**PAGINA:**

"…la dottrina è infallibile, è a causa del fatto che essa è un’espressione della verità, la quale, in se stessa, è assolutamente indipendente dagli individui che la ricevono e che la comprendono. La garanzia della dottrina risiede in definitiva nel suo carattere «non-umano»". René Guénon, Considerazioni sull’iniziazione, cap. "Sull’infallibilità tradizionale"

venerdì 24 aprile 2015

René Guénon, Introduzione generale allo studio delle dottrine indù - I. Considerazioni preliminari - 5. Problemi di cronologia


René Guénon 
Introduzione generale allo studio delle dottrine indù

I. Considerazioni preliminari 
5. Problemi di cronologia 

I problemi che riguardano la cronologia sono tra quelli che imbarazzano maggiormente gli orientalisti, e tale imbarazzo è in genere abbastanza giustificato; ma essi sbagliano, da una parte attribuendo a questi problemi un’importanza eccessiva, e dall’altra credendo di poter ottenere, con i loro metodi ordinari, soluzioni definitive, quando di fatto giungono solo a ipotesi più o meno fantasiose, sulle quali sono d’altronde ben lontani dal trovare un accordo.
Tuttavia vi sono casi che non presentano alcuna difficoltà reale, purché si accetti di non complicarli, come per capriccio, con le sottigliezze e i cavilli di una «critica» e un’«ipercritica» assurde.
È il caso dei documenti che, come gli antichi annali cinesi, contengono una precisa descrizione dello stato del cielo nell’epoca a cui si riferiscono; il calcolo della loro data esatta, poggiando su dati astronomici sicuri, non si presta ad alcuna ambiguità. Purtroppo questo non è un caso generale, anzi è quasi eccezionale, e gli altri documenti, quelli indù in particolare, non offrono per la maggior parte niente di analogo per guidare le ricerche; la qual cosa, in fondo, prova semplicemente che i loro autori non si sono affatto preoccupati di «fissare una data» in vista di una qualsiasi rivendicazione di priorità. La pretesa all’originalità intellettuale, che contribuisce in buona parte alla nascita dei sistemi filosofici, è, presso gli stessi occidentali, una cosa tipicamente moderna, ancora ignota nel Medioevo; le idee pure e le dottrine tradizionali non sono mai state proprietà di questo o quell’individuo, e le peculiarità biografiche di coloro che le hanno esposte e interpretate hanno un’importanza quanto mai secondaria. D’altronde, anche per la Cina, l’osservazione precedente si applica quasi solo agli scritti storici; ma dopotutto questi sono gli unici per cui la determinazione cronologica presenti un reale interesse, poiché essa ha un senso e una portata esclusivamente dal punto di vista della storia. D’altra parte si deve segnalare che, ad accrescere la difficoltà, esiste in India, ed esistette senza dubbio anche in civiltà ormai scomparse, una cronologia, o più esattamente qualcosa che le assomiglia, basata su numeri simbolici che bisogna guardarsi dal prendere letteralmente per numeri di anni; qualcosa di analogo si trova del resto persino nella cronologia biblica. In realtà questa pretesa cronologia si applica esclusivamente a periodi cosmici, e non a periodi storici; tra gli uni e gli altri non vi è confusione possibile, se non per effetto di un’ignoranza piuttosto grossolana, e tuttavia non si può fare a meno di riconoscere che gli orientalisti hanno dato fin troppi esempi di simili abbagli.

**DATI FORNITI:**
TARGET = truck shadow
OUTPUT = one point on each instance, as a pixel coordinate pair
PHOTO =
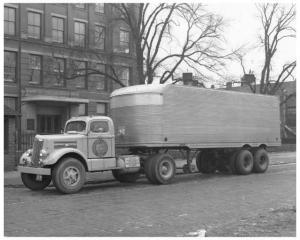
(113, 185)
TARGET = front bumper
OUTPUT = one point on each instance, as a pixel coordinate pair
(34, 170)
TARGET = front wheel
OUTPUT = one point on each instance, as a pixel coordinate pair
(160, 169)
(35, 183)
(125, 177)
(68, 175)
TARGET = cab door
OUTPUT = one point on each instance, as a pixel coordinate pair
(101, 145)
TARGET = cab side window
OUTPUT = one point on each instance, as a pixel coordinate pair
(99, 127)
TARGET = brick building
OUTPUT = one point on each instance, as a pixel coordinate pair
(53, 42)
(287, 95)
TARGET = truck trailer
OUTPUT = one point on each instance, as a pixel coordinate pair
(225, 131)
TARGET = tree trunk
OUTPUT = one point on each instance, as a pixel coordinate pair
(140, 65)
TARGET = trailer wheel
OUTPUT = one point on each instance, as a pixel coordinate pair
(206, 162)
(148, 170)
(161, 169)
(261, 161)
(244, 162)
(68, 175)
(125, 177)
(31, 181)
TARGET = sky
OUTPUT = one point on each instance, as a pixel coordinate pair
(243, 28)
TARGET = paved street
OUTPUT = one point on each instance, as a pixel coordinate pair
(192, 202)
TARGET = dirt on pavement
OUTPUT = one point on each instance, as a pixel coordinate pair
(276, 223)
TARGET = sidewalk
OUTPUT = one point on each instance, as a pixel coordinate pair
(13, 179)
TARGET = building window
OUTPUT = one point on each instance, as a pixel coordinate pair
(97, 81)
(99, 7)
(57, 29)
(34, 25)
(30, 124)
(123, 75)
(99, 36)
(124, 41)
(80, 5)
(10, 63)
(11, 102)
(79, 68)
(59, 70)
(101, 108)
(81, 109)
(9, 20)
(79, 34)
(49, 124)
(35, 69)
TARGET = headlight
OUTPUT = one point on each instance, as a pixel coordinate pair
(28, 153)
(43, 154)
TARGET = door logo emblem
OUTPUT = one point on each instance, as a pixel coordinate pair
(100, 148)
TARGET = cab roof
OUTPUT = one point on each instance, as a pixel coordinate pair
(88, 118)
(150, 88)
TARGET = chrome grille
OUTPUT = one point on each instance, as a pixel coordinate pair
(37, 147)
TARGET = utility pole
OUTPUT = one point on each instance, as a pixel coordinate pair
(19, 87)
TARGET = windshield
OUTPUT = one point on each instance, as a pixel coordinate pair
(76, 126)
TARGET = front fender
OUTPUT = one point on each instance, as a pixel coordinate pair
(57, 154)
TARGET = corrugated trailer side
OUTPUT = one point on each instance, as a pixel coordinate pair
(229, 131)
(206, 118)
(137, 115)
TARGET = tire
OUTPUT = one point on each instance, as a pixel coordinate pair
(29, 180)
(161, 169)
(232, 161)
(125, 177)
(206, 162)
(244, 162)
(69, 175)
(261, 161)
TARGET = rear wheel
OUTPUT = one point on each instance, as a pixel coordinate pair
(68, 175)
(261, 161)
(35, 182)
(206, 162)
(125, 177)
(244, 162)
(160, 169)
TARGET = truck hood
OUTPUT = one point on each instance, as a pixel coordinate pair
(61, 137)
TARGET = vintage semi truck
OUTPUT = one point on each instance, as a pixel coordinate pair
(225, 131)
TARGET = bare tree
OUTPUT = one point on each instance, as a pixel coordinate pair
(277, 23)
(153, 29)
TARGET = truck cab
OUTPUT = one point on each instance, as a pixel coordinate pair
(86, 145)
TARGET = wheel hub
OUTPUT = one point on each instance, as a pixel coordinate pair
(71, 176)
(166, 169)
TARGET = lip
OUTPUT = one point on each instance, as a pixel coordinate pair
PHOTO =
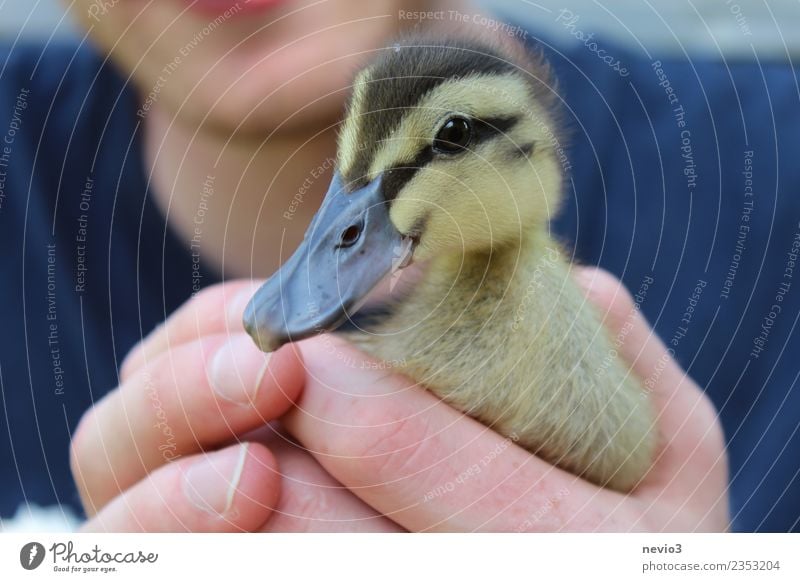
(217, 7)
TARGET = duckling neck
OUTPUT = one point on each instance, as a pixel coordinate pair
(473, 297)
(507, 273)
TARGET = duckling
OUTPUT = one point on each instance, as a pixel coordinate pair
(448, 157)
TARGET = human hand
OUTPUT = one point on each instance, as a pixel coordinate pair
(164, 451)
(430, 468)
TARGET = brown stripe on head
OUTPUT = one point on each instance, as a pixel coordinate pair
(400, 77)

**COMPITO DA SVOLGERE:**
Ricopia fedelmente dalla pagina sui problemi di cronologia il passo che si apre con le parole contenenti "I problemi che" e si chiude con "trovare un accordo.".

**RISPOSTA SCRITTA:**
I problemi che riguardano la cronologia sono tra quelli che imbarazzano maggiormente gli orientalisti, e tale imbarazzo è in genere abbastanza giustificato; ma essi sbagliano, da una parte attribuendo a questi problemi un’importanza eccessiva, e dall’altra credendo di poter ottenere, con i loro metodi ordinari, soluzioni definitive, quando di fatto giungono solo a ipotesi più o meno fantasiose, sulle quali sono d’altronde ben lontani dal trovare un accordo.